__WHAT YOU WILL DO__
(A) Reproduce the telomere study summary from "Accelerated Cell Aging in" up to and including "benefit from HT.".
(B) Decide whether each statement below agrees with the telomere study summary, answering yes or no and quoting the words from the summary that settle it. (i) The study included 63 post-menopausal women. (ii) Most of the participants were APOE-e4 carriers. (iii) The study lasted five years.

__PASSAGE FOR REVIEW__
Accelerated Cell Aging in Female APOE-e4 Carriers

This study examines change in leukocyte telomere length (TL) in post-menopausal women who are carriers of the apolipoprotein-e4 (APOE-e4) risk allele or are non-carrier controls. The impact of hormone replacement therapy (HT) on telomere shortening was also analyzed.

This study reveals that carriers of the APOE-e4 risk allele (a major genetic risk factor for cognitive decline, Alzheimer’s disease, and early mortality), may benefit from HT.

This investigation included 63 high-functioning, post-menopausal women: 24 APOE-e4 carriers and 39 non-carrier controls. Thirty-one participants were randomized to go off HT and 32 remained on HT for the two-year study duration. Using a longitudinal, randomized design, the authors tested whether carriers of the APOE-e4 allele exhibited accelerated cell aging (shortened TL), and whether HT buffers against TL decline.

Key Findings:

  • Logistic regression analyses (adjusting for age, education, HT group, and baseline TL) revealed that the odds of TL shortening were more than six times higher for APOE-e4 carriers compared to non-carriers over the two-year period.
  • APOE-e4 carriers who went off their HT regimen showed telomere attrition, while APOE-e4 carriers who remained on HT showed little to no TL decline.

The sample size of this study was small, however the findings demonstrate that over just a two-year period, HT may buffer against TL attrition in women at risk of cognitive decline.

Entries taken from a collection
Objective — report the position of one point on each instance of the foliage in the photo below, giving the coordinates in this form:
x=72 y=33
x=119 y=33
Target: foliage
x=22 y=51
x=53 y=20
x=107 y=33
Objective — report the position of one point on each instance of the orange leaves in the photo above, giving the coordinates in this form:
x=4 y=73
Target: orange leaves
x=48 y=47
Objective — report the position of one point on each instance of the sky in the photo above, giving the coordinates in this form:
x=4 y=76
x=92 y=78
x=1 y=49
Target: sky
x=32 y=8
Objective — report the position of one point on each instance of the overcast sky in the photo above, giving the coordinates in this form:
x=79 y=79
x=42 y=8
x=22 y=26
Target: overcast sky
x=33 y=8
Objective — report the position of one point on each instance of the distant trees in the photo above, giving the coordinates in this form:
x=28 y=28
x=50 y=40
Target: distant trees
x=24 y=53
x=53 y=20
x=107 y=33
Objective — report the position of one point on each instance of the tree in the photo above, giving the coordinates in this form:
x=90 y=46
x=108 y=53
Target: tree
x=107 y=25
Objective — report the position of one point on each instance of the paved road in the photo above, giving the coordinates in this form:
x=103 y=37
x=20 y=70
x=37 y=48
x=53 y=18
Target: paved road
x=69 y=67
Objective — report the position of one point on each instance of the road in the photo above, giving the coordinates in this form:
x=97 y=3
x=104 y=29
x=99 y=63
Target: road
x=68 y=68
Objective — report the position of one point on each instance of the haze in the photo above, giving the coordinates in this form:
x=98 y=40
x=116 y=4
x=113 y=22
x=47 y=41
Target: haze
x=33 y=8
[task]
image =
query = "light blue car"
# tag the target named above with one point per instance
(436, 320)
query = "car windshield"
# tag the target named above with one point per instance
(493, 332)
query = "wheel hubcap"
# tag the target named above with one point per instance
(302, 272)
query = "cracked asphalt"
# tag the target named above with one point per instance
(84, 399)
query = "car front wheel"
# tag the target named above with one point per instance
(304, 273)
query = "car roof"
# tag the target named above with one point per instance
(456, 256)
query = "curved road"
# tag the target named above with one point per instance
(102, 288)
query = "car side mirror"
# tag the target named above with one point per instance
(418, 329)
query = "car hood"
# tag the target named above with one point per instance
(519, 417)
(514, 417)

__REPLIES__
(A)
Accelerated Cell Aging in Female APOE-e4 Carriers

This study examines change in leukocyte telomere length (TL) in post-menopausal women who are carriers of the apolipoprotein-e4 (APOE-e4) risk allele or are non-carrier controls. The impact of hormone replacement therapy (HT) on telomere shortening was also analyzed.

This study reveals that carriers of the APOE-e4 risk allele (a major genetic risk factor for cognitive decline, Alzheimer’s disease, and early mortality), may benefit from HT.

(B)
(i) Yes: "This investigation included 63 high-functioning, post-menopausal women"
(ii) No: "24 APOE-e4 carriers and 39 non-carrier controls"
(iii) No: "for the two-year study duration"